BEGIN Records to use
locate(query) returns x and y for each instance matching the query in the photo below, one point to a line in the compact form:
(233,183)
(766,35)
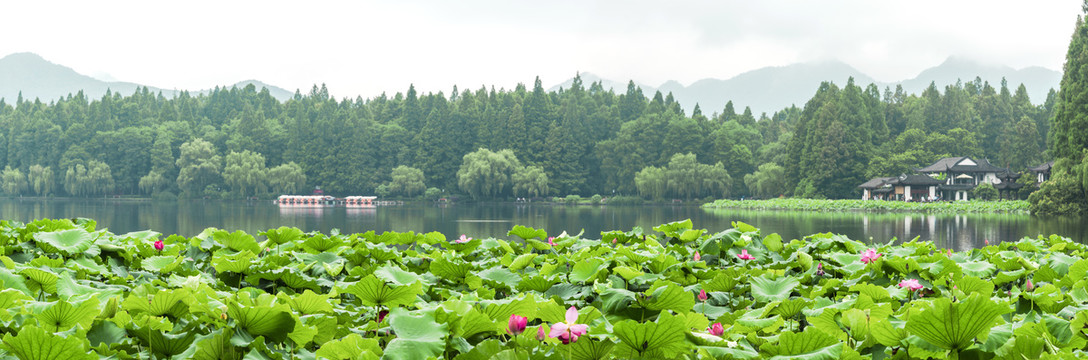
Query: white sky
(363,48)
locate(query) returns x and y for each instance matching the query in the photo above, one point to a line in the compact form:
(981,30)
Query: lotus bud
(716,330)
(516,324)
END Records to use
# Action item
Lines before the one containing "Query: white sky" are to be left out; that line and every line after it through the end of the data should be copied exactly.

# Exercise answer
Query: white sky
(363,48)
locate(query) returns x and y for each instance matching the query in the photo above, one point to a line in the compact form:
(981,30)
Query: lotus bud
(716,330)
(516,324)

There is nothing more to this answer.